Instruction: Leaving out the pictures, please retype each record exactly.

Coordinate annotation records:
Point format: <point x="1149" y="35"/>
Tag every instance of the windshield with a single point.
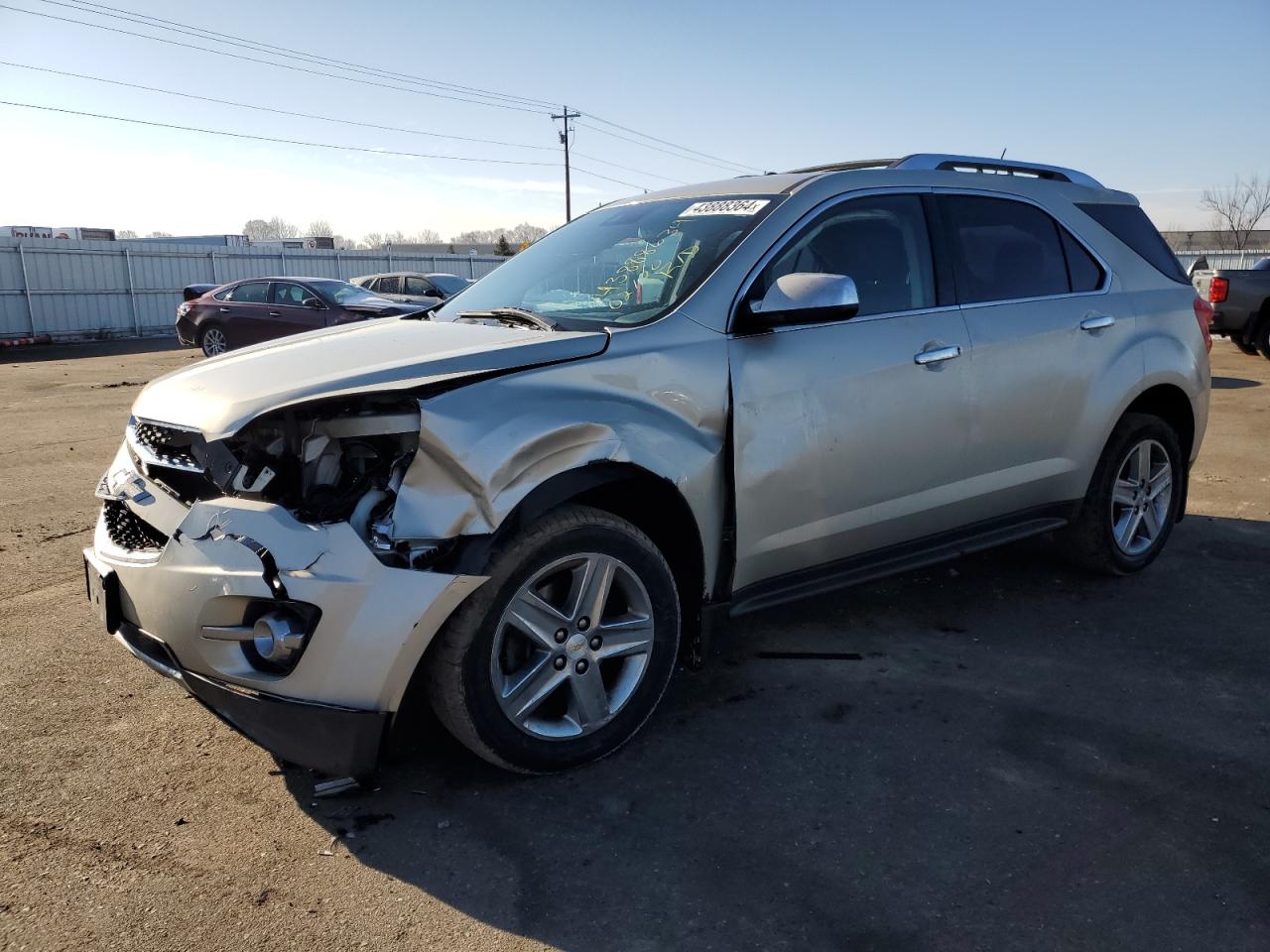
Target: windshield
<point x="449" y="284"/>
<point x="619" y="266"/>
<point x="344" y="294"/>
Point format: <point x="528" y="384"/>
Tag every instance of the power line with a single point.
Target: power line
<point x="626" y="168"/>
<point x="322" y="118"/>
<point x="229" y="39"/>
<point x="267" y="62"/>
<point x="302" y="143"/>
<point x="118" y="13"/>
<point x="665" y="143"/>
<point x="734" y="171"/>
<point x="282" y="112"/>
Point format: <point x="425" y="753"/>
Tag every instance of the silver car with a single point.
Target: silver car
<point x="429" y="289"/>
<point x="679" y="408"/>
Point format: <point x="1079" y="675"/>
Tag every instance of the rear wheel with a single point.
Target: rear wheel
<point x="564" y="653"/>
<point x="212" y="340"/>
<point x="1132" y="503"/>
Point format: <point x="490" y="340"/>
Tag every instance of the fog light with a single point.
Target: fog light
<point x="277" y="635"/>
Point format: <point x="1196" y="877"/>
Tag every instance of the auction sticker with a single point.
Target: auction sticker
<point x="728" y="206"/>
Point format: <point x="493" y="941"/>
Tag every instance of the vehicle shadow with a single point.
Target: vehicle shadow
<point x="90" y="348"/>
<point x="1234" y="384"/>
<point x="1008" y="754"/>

Completed exercise:
Point format: <point x="1149" y="35"/>
Tag every instance of the windshield with a single point.
Target: windshield
<point x="449" y="284"/>
<point x="619" y="266"/>
<point x="344" y="294"/>
Point format: <point x="528" y="384"/>
Tag every instance of the power line with a single point.
Target: power line
<point x="626" y="168"/>
<point x="322" y="118"/>
<point x="229" y="39"/>
<point x="267" y="62"/>
<point x="302" y="143"/>
<point x="118" y="13"/>
<point x="665" y="143"/>
<point x="734" y="171"/>
<point x="282" y="112"/>
Point format: <point x="425" y="753"/>
Tag every instance of the silver car with a single point.
Target: silver car
<point x="429" y="289"/>
<point x="679" y="408"/>
Point format: <point x="1079" y="675"/>
Tag every instance of the rear wheel with a single point.
Target: rear wheel
<point x="564" y="653"/>
<point x="212" y="340"/>
<point x="1132" y="503"/>
Point format: <point x="490" y="340"/>
Tag every instance of the fog light with a single point.
Target: fog light
<point x="277" y="635"/>
Point format: <point x="1196" y="877"/>
Tag every instance of the auction sticker with a single point.
Target: auction sticker
<point x="728" y="206"/>
Point format: <point x="493" y="941"/>
Tag every instance of the vehicle shadow with a single point.
Target: vehicle shadow
<point x="90" y="348"/>
<point x="1234" y="384"/>
<point x="1008" y="754"/>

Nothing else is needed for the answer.